→ **CONSIGNE**
Recopiez telles quelles toutes les lignes, de celle qui contient « Can you see the blueberry on » jusqu'à la dernière ligne, ces deux lignes comprises.

→ **Entrées d'étiquetage de position dans les images**
((

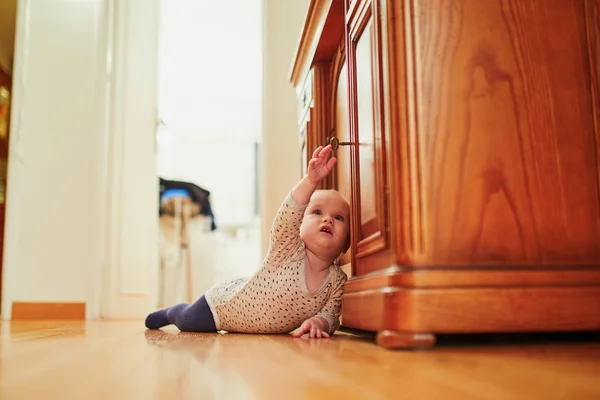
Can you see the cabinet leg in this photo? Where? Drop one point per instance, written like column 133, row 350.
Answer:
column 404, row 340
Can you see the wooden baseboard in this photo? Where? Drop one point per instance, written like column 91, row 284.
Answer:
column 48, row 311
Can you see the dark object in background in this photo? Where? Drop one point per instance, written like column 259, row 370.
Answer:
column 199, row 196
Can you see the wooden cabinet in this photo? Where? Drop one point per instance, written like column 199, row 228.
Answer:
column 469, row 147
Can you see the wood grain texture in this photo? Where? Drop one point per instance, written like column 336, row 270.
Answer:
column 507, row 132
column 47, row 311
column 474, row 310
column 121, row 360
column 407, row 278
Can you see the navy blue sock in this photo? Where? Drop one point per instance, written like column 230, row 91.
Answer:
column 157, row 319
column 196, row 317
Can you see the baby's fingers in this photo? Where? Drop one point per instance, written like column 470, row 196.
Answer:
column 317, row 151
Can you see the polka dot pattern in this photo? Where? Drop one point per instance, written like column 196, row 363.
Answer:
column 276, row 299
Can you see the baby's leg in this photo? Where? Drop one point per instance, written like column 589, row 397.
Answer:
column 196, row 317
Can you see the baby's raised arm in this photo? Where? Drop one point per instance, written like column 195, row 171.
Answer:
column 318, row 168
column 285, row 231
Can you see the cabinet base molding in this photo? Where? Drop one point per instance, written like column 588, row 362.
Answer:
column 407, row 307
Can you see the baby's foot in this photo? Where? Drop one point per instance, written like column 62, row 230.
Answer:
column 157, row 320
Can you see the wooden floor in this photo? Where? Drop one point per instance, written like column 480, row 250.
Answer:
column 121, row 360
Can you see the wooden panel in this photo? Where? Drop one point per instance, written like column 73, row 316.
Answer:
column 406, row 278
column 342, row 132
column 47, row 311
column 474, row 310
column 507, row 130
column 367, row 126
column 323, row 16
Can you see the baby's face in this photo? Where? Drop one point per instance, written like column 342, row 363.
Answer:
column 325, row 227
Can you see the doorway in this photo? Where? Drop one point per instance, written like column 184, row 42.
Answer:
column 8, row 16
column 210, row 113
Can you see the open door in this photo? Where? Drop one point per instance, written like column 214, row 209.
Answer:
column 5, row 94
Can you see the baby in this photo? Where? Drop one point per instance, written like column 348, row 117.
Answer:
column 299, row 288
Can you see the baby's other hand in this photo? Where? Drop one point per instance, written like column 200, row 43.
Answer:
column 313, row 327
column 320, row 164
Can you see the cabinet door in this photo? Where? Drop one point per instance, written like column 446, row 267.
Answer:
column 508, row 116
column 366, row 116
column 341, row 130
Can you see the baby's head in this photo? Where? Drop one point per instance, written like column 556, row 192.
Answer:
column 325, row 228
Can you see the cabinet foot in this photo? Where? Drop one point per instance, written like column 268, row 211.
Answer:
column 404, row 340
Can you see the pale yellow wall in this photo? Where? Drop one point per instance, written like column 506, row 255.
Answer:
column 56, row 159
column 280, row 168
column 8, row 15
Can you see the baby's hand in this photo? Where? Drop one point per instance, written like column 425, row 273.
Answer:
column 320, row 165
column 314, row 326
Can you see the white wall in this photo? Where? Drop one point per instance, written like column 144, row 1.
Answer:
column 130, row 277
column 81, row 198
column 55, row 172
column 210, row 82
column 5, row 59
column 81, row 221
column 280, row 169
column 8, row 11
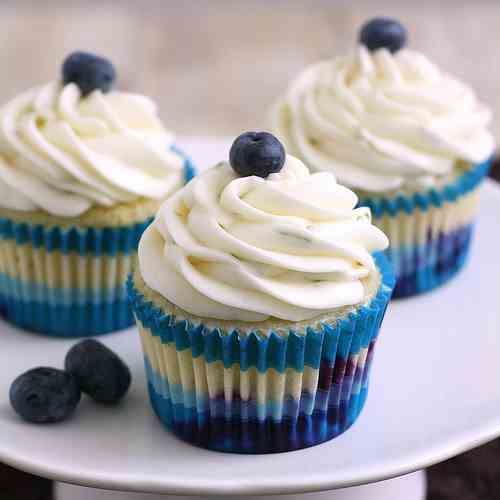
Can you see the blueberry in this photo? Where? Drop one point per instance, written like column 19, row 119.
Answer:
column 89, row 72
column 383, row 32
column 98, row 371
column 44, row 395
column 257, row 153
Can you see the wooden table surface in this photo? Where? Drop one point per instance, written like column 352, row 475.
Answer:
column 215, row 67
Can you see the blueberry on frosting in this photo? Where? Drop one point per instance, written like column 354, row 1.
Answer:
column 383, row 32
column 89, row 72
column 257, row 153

))

→ **RÉPONSE**
Can you see the blueberry on frosting in this photo? Where? Drop one point per instance, written like column 354, row 1.
Answer:
column 383, row 32
column 89, row 72
column 257, row 153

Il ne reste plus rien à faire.